Output every line of the items below verbatim, changing nothing.

Data records
^^^^^^^^
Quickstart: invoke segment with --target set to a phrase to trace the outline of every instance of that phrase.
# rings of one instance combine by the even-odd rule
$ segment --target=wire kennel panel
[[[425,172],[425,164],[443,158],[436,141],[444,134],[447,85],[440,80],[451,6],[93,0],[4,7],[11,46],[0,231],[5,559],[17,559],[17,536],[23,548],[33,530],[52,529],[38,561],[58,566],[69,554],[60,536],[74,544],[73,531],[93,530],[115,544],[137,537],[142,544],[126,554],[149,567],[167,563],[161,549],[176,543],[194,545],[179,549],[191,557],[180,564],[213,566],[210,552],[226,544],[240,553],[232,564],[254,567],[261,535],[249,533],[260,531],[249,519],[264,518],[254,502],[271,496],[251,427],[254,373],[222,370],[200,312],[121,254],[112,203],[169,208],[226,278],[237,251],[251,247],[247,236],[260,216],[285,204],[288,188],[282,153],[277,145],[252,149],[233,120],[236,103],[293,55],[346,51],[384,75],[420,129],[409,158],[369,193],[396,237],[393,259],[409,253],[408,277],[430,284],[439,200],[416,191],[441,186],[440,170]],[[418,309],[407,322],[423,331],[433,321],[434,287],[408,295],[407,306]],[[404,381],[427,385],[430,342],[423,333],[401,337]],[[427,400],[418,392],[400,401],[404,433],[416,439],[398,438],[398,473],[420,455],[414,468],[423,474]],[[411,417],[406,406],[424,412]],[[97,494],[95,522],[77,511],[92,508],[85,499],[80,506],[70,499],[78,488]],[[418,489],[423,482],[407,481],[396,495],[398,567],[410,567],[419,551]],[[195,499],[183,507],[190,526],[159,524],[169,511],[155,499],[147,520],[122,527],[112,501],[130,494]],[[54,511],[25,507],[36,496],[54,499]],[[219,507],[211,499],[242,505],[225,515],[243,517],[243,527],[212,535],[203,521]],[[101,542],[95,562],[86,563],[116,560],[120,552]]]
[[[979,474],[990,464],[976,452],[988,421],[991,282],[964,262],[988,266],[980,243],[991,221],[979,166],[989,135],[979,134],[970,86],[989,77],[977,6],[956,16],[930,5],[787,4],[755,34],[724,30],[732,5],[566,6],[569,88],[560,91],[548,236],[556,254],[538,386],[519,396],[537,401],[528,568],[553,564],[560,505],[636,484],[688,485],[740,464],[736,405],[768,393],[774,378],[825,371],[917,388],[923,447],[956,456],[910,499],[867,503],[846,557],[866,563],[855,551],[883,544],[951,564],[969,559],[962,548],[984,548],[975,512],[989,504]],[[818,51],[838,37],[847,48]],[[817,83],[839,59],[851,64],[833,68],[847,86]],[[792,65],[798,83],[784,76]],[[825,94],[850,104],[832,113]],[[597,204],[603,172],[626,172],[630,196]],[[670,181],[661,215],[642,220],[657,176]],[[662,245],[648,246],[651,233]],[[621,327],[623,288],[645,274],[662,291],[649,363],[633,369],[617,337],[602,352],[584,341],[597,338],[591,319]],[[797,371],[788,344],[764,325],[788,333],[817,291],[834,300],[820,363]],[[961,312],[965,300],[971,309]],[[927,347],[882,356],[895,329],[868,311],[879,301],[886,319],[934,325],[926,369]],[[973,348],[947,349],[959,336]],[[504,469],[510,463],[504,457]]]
^^^^^^^^
TASK OUTPUT
Quickstart: invoke segment with --target set to a phrase to trace the outline of every instance of that phrase.
# rings of one instance combine by the even-odd rule
$ segment --target=wire kennel panel
[[[425,172],[425,164],[443,158],[436,141],[444,134],[447,85],[440,80],[451,6],[93,0],[4,7],[11,46],[0,231],[5,559],[17,559],[17,536],[23,548],[33,530],[52,529],[38,561],[58,566],[69,554],[60,536],[74,544],[73,531],[93,530],[115,544],[137,537],[142,544],[126,554],[149,567],[167,563],[161,549],[176,543],[194,545],[179,549],[191,557],[180,564],[213,566],[210,552],[226,544],[240,553],[232,564],[254,567],[261,535],[249,533],[260,531],[249,519],[264,518],[254,502],[271,496],[251,427],[254,373],[222,370],[200,312],[121,254],[112,203],[169,208],[226,278],[237,251],[251,247],[247,236],[260,216],[285,204],[288,188],[282,153],[277,145],[252,149],[233,120],[236,103],[293,55],[346,51],[384,75],[420,129],[409,158],[369,193],[396,237],[393,259],[409,253],[408,277],[430,284],[439,200],[416,191],[441,186],[440,170]],[[418,309],[407,322],[423,331],[433,321],[434,287],[408,295],[407,306]],[[404,381],[427,385],[430,342],[423,333],[401,337]],[[427,400],[418,392],[400,401],[404,433],[416,439],[398,438],[398,473],[420,455],[414,468],[423,474]],[[411,417],[406,406],[424,412]],[[97,494],[95,522],[77,511],[92,508],[85,499],[80,506],[70,499],[78,488]],[[418,489],[423,482],[407,481],[396,495],[398,567],[410,567],[419,551]],[[195,499],[183,507],[190,526],[159,524],[169,511],[155,499],[147,520],[122,527],[112,501],[130,494]],[[54,511],[25,507],[36,496],[54,499]],[[219,507],[211,499],[242,505],[225,515],[243,517],[243,527],[212,535],[203,521]],[[101,542],[95,562],[86,563],[116,560],[120,552]]]
[[[979,474],[990,464],[976,452],[988,421],[991,282],[964,262],[988,266],[980,243],[991,221],[979,166],[989,135],[979,134],[970,86],[989,77],[977,6],[956,16],[930,5],[787,4],[755,34],[724,30],[732,5],[566,6],[569,88],[560,91],[548,236],[556,254],[538,386],[519,396],[537,401],[528,568],[553,564],[560,505],[636,484],[688,485],[740,464],[736,405],[768,393],[774,378],[825,371],[917,388],[923,447],[956,456],[910,499],[867,503],[846,557],[866,563],[855,551],[883,544],[951,564],[969,559],[962,548],[984,548],[975,512],[989,504]],[[818,51],[838,37],[847,48]],[[817,83],[839,59],[851,64],[833,68],[847,86]],[[792,65],[798,83],[784,76]],[[825,94],[850,104],[832,113]],[[597,204],[603,172],[626,172],[630,196]],[[670,181],[661,215],[642,220],[657,176]],[[662,245],[648,246],[651,233]],[[621,327],[623,288],[645,274],[662,291],[649,363],[633,369],[617,337],[602,352],[584,341],[597,338],[591,319]],[[797,371],[788,344],[764,325],[788,333],[817,291],[834,300],[820,363]],[[961,312],[965,300],[971,309]],[[927,347],[882,356],[895,329],[868,311],[879,301],[886,319],[934,325],[926,369]],[[973,348],[947,349],[959,336]],[[504,469],[510,463],[504,457]]]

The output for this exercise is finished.